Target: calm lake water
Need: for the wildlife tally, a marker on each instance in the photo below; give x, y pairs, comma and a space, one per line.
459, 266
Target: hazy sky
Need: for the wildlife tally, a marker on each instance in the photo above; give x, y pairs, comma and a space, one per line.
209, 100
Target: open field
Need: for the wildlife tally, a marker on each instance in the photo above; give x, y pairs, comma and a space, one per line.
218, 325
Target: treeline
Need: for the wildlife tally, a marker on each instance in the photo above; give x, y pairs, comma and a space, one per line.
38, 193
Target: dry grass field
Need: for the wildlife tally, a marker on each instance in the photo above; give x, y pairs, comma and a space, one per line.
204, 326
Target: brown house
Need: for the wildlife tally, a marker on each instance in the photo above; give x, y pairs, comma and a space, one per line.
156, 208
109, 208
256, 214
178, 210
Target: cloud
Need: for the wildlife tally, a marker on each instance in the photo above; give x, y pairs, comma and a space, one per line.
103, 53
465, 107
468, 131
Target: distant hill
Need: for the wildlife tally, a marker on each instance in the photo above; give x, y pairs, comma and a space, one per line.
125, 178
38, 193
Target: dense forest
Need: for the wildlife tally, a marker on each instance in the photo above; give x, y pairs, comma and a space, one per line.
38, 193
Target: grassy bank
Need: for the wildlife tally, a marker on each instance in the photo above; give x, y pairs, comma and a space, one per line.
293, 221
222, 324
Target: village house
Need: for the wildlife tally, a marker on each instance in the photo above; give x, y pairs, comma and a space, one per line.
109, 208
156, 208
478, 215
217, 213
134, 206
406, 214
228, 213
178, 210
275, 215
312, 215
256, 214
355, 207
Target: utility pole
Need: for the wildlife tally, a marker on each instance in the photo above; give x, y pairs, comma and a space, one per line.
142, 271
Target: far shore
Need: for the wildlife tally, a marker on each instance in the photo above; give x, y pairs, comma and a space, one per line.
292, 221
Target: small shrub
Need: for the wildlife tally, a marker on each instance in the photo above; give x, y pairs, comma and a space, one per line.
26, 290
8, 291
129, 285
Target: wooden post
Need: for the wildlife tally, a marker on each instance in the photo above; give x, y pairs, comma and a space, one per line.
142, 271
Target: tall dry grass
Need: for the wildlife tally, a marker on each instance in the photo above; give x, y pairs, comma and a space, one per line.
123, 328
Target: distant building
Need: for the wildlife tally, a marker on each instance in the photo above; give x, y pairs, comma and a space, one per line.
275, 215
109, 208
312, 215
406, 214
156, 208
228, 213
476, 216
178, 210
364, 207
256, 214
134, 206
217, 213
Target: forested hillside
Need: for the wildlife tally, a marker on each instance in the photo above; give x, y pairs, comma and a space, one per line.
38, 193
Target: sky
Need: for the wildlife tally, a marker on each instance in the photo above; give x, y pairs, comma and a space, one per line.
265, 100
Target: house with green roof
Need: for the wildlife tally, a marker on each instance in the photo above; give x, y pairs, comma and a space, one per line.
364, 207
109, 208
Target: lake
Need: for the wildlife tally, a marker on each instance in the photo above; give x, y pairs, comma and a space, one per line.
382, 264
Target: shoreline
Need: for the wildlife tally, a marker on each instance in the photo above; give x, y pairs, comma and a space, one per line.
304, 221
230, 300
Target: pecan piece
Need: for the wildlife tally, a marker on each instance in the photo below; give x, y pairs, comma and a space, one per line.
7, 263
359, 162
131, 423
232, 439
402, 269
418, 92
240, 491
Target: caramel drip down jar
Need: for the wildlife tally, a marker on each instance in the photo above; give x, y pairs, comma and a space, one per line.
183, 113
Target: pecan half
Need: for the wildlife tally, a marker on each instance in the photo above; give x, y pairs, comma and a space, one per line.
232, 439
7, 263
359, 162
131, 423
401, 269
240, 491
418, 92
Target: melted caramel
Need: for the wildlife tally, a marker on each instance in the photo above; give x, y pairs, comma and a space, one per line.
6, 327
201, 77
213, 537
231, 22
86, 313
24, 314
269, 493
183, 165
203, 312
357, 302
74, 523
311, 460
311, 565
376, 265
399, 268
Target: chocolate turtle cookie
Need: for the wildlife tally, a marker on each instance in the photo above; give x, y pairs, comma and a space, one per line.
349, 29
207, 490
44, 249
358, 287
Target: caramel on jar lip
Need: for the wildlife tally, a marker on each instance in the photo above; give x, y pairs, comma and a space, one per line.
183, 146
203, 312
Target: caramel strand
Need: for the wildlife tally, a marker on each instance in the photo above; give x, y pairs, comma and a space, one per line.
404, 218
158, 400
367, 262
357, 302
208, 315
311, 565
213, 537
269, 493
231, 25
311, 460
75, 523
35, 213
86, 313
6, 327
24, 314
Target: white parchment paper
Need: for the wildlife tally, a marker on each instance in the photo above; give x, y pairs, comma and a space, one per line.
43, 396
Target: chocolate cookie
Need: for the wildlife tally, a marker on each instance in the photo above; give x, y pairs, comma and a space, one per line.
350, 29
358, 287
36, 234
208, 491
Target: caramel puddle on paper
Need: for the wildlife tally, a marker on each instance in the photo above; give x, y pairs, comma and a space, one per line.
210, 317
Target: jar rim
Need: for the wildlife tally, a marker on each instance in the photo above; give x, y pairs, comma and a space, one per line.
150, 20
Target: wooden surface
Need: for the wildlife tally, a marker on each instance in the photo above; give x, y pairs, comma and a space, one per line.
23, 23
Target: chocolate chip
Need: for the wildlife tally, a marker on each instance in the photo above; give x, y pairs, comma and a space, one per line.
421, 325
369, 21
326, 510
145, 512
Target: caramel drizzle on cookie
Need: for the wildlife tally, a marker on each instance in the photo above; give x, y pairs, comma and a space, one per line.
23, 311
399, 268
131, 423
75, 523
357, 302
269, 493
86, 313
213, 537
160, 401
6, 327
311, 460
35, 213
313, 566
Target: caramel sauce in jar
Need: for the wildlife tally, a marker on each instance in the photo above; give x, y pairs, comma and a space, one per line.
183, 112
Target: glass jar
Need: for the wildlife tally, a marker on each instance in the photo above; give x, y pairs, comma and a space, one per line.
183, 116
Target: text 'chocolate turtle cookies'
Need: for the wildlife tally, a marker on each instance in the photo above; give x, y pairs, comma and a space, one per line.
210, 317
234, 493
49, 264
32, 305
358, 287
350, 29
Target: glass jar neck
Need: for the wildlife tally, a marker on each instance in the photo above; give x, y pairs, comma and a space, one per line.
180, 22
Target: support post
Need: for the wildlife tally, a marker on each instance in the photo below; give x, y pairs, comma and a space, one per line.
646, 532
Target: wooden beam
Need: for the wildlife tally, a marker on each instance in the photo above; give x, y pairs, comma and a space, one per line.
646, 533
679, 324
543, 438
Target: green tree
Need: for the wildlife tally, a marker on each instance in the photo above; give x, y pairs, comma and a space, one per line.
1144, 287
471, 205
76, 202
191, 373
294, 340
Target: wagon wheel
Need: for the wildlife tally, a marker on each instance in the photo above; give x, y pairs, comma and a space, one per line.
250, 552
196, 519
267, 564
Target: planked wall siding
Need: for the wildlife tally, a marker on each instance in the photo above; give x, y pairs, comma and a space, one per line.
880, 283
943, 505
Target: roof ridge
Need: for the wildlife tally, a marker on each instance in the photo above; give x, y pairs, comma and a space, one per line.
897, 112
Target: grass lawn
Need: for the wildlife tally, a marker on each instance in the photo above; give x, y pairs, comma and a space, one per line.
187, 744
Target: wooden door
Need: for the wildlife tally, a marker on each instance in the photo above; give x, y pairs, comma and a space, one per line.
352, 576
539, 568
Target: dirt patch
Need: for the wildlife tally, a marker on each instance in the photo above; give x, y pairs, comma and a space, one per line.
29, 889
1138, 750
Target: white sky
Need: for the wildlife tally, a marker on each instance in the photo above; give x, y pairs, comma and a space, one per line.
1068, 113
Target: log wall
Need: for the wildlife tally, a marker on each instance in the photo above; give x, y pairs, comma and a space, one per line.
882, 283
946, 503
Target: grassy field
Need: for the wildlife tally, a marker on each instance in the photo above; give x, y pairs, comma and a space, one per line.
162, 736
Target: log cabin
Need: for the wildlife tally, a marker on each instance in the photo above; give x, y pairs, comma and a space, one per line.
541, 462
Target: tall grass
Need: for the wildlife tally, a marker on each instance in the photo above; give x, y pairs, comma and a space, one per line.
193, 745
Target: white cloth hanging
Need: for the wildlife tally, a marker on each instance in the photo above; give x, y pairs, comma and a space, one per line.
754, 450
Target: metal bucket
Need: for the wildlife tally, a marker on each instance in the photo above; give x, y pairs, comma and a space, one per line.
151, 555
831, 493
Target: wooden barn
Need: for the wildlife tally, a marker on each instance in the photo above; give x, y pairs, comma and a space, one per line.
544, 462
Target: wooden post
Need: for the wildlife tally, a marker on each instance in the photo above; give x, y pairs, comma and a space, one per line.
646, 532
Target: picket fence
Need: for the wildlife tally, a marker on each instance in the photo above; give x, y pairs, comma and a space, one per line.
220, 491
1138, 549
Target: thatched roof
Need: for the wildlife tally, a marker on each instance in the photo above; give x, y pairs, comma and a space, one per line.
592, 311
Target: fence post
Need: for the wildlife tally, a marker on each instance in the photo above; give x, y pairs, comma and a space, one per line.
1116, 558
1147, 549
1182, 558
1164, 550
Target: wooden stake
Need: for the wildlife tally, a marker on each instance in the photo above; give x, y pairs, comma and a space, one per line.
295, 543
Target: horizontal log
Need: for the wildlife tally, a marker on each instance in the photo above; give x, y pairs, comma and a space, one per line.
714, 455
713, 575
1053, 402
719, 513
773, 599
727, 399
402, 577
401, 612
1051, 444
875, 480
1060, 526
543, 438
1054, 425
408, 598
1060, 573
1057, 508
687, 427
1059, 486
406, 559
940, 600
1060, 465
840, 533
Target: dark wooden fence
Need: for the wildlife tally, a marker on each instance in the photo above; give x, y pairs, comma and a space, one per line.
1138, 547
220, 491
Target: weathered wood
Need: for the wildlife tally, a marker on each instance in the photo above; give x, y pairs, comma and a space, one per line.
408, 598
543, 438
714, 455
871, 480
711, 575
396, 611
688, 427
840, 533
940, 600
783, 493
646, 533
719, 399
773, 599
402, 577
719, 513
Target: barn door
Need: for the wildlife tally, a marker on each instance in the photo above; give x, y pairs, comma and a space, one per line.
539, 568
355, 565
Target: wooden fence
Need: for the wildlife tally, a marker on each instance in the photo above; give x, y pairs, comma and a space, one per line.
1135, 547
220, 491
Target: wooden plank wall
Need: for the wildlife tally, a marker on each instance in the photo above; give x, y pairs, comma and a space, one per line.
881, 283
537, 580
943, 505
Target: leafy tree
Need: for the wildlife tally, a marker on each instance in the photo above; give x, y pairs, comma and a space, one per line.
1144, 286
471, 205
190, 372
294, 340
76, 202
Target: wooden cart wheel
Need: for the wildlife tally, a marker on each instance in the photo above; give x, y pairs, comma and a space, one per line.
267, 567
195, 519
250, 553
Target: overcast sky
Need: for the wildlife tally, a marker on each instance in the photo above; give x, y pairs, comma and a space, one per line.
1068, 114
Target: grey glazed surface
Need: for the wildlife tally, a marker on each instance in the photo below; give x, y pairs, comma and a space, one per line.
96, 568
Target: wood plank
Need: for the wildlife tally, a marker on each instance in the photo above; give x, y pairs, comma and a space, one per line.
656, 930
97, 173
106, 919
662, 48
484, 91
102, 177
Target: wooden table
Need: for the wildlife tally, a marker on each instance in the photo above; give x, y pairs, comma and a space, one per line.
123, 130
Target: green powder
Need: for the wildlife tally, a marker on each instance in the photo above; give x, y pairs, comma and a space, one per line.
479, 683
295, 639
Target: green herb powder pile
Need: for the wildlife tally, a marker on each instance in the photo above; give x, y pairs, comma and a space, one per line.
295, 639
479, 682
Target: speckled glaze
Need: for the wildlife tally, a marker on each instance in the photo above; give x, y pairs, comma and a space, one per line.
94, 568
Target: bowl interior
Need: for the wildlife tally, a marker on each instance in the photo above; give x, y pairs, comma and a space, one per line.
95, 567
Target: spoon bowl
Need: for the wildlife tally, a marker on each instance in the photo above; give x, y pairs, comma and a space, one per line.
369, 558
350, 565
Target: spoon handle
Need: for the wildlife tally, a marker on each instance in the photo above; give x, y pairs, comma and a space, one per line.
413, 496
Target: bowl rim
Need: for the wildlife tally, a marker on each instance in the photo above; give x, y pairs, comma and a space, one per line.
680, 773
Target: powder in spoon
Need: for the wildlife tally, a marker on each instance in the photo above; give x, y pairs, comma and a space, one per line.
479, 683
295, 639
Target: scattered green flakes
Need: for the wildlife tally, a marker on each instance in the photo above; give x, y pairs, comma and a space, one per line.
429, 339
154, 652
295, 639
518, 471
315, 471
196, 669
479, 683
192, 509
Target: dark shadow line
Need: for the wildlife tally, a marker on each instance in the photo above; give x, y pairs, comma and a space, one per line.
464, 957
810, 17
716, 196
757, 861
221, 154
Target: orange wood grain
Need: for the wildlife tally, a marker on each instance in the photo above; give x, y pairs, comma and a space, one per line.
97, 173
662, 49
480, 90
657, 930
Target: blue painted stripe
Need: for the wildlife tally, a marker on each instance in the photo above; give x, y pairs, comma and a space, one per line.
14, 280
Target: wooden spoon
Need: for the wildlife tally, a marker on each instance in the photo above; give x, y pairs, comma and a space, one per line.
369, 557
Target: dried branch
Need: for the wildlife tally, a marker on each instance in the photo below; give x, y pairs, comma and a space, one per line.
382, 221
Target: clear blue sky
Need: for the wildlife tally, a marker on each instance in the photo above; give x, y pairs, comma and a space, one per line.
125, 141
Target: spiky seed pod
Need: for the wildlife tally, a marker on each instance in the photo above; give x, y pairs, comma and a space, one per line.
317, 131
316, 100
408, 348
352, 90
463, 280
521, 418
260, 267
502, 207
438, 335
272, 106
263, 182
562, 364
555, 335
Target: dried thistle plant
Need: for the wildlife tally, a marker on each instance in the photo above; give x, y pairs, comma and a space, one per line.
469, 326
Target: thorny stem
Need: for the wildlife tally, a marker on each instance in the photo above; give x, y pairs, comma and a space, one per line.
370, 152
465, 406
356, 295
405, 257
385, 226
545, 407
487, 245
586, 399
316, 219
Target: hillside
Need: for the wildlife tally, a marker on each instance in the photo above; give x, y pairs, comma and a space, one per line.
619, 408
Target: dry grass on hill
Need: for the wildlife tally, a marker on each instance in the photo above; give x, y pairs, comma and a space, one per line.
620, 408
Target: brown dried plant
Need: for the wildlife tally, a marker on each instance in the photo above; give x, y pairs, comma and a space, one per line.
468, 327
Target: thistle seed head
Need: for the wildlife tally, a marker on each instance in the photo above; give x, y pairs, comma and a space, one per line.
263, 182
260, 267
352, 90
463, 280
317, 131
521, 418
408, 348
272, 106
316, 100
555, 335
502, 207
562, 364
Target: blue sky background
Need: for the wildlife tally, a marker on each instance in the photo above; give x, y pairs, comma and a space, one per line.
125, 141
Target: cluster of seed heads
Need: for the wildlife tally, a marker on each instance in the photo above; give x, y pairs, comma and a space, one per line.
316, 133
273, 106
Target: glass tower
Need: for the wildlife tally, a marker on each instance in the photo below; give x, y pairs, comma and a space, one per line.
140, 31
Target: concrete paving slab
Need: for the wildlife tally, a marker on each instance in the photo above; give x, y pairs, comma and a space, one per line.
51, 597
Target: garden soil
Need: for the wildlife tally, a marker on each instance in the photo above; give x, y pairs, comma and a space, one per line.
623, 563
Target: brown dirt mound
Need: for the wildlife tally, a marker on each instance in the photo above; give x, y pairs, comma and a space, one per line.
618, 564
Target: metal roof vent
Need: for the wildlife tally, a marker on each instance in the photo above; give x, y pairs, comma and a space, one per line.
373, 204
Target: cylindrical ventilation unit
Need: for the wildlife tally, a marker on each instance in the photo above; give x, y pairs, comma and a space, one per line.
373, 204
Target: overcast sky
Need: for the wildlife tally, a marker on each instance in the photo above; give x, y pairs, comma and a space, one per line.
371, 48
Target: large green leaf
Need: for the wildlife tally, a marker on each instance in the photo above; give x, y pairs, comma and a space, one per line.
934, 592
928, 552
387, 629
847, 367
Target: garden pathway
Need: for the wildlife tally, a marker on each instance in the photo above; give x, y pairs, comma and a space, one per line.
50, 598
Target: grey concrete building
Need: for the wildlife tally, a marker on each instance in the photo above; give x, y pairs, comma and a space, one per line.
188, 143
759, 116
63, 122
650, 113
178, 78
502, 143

◆ ◆ ◆ ◆ ◆

#### [WHAT TO PRODUCE]
Your task is to reproduce, exactly and exclusively, the lines from the one holding "Target: cylindrical ventilation unit" through the final line of the listing.

#### [OUTPUT FOR THIS TASK]
Target: cylindrical ventilation unit
Need: for the wildlife tally, a marker on each instance in the photo above; give x, y pairs, comma and a space, one per line.
373, 204
Target: overcast sky
Need: for the wildlife tally, a marker on each instance in the photo above; give x, y pairs, comma and a space, one per line.
371, 48
Target: large green leaf
Need: for the wildlife tally, a marker on each instance in the photo above; give x, y pairs, comma and a space, one per line.
934, 592
928, 552
387, 629
847, 367
Target: garden pathway
Need: for the wildlife tally, a marker on each instance in the photo above; give x, y pairs, comma and a space, one per line.
50, 598
Target: grey concrete building
Need: for the wildlife tally, a marker on each instance in the photo above; give x, y pairs, comma and a space, one per line.
188, 143
759, 116
63, 122
650, 113
178, 78
502, 143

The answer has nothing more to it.